_BRIEF 1_
Reproduce the lines of the records below verbatim, beginning at the start of the records and continuing through the line that contains "xmin=842 ymin=209 xmax=935 ymax=645", including both ends. Omit the pictures from your answer.

_SELECTED EXTRACT_
<<<<

There’s been lots of discussion online recently about the best approach towards growing cycling for the future. Opinions have varied hugely; some believe we have to do all we can to protect existing cyclists’ rights and to look after those who currently choose to get out there by bike. Others have stressed the importance of the potential market for cycling and how we must bring about conditions which will make cycling possible for everyone, instead of hoping that anyone taking to two wheels will simply endure the current status quo. Some are focussed on commuter cyclists whilst others want more everyday widespread ridership. Some are worried about potholes, some about child safety, some fear that their local velodrome is falling apart while others still are looking for the right conditions for a long distance cycle tour.

In recent online debates about the establishment of the Cycling Embassy of Great Britain, there’s been somewhat of a “my way or the highway” undertone from both sides. Carlton Reid, on his bike blog Quickrelease.tv believes that cycling is at risk of splintering, of its message becoming diluted, garbled or even watered down by the creation of another voice for cycling. He believes that in order to succeed, ‘cyclists’ must all pull together in the same direction.

This is where I believe cycling campaigners are missing a trick here in the UK. As my opening paragraph shows, cyclists are a diverse bunch with disparate interests, and rightly so. Some people I know who cycle do so because they believe they are helping to transition to an oil-free society. Others who I know couldn’t give two hoots about traffic reduction if it would impede on their ability to drive, and likewise there are plenty of cyclists I know who care less about their right to ride on all roads and more about creating conditions which they believe would allow their children to cycle safely from one side of town to the other. To expect all of us to work together to the same detailed aims and in the same direction is futile; no one campaign group or aim is going to please everyone on two wheels and risks alienation and inertia by attempting to do so.

>>>>

Image entries on named regions:
<<<<

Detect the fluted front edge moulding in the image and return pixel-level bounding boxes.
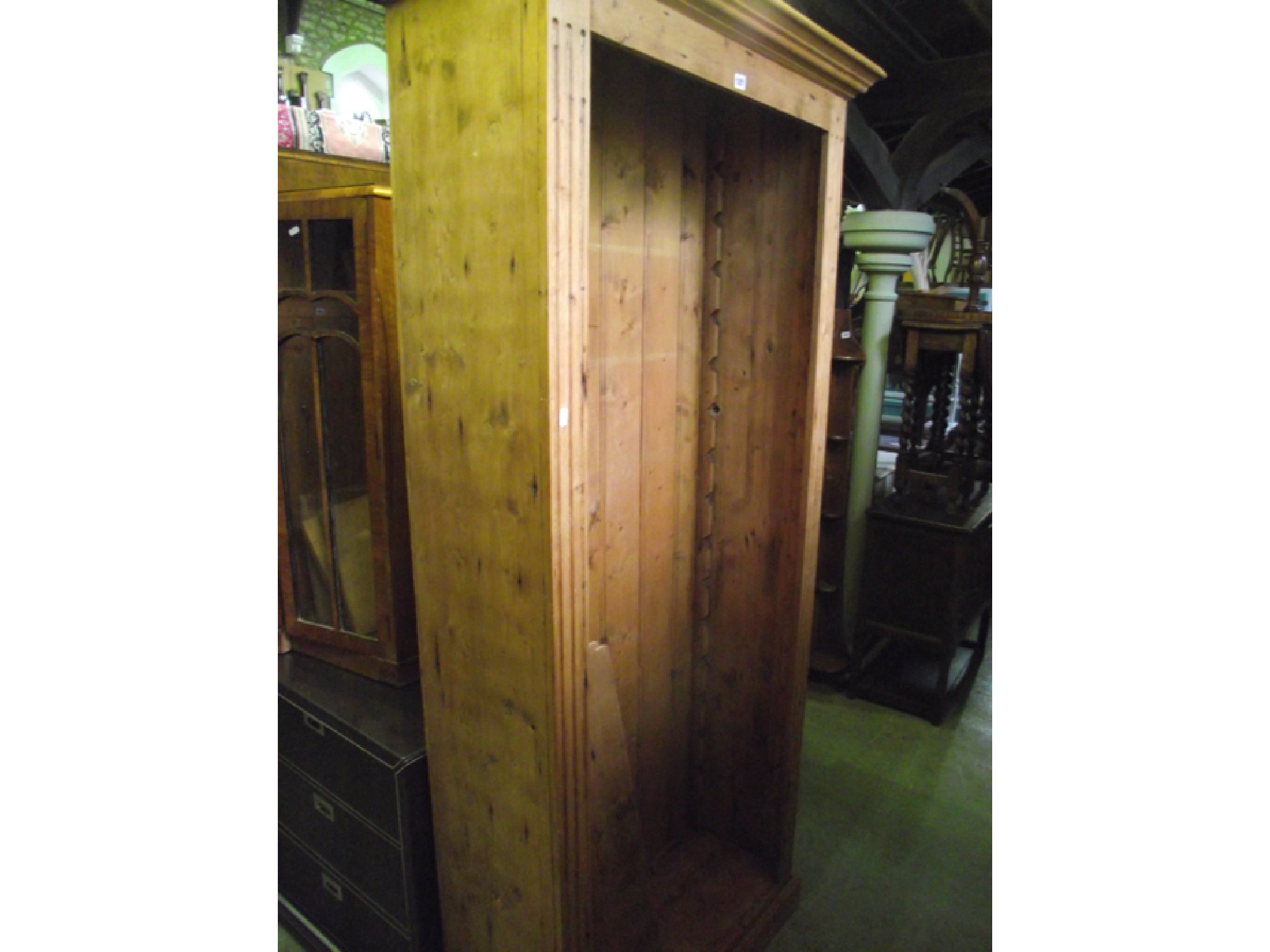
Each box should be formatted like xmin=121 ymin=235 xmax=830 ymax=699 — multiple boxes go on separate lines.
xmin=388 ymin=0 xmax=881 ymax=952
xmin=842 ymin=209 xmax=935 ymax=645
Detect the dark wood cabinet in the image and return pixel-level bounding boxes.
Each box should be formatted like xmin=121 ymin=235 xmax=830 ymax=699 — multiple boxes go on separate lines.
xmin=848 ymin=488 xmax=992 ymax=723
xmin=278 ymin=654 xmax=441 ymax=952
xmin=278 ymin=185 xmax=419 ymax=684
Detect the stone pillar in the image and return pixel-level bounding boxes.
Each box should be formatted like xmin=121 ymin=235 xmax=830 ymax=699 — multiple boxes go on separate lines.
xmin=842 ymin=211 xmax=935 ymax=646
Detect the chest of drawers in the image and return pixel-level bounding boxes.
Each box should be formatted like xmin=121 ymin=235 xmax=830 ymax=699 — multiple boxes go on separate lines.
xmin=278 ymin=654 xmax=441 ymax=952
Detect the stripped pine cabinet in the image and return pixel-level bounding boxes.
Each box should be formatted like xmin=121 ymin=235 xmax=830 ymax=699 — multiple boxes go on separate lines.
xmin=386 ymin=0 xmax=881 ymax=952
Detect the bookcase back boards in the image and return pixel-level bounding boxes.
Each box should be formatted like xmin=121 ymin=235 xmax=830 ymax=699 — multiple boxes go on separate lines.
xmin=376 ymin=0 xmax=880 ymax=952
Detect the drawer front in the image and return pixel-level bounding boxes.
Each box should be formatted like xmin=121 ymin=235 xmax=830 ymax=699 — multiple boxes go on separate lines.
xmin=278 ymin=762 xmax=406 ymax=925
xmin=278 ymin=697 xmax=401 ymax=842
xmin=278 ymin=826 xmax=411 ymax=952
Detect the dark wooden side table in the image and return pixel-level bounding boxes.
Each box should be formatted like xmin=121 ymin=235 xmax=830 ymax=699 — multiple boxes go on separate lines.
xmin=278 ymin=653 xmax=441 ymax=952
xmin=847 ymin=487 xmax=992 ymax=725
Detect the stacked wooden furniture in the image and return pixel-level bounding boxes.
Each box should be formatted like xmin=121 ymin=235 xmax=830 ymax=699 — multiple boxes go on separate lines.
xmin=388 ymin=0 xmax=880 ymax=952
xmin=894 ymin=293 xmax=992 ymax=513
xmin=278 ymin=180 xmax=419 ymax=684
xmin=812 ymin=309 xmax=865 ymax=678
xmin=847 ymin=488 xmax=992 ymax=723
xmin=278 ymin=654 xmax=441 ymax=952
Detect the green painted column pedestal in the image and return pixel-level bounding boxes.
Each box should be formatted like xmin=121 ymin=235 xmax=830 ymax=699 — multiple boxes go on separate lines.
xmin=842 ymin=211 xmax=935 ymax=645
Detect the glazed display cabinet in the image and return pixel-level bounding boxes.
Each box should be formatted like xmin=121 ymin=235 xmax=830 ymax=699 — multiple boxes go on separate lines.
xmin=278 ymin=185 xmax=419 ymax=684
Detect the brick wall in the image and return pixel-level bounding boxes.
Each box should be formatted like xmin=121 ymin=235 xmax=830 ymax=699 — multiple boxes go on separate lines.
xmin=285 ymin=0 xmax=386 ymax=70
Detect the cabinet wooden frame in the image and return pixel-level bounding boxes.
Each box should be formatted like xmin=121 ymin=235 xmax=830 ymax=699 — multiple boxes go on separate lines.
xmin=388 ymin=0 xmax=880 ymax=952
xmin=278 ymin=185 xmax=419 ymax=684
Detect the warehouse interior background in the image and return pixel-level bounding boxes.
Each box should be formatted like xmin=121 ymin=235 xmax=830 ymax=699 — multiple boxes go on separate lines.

>>>>

_BRIEF 2_
Which words does the passage on cycling campaigns use for what could happen to cycling's message if another voice for cycling is created? List them all.

_COMPLETE RESPONSE 1_
Detect the fluted front edge moulding in the image and return pixel-level bounding boxes.
Each box should be formatted like xmin=121 ymin=235 xmax=830 ymax=699 — multiple boxes go on separate lines.
xmin=388 ymin=0 xmax=881 ymax=952
xmin=842 ymin=209 xmax=935 ymax=645

_COMPLETE RESPONSE 2_
diluted
garbled
watered down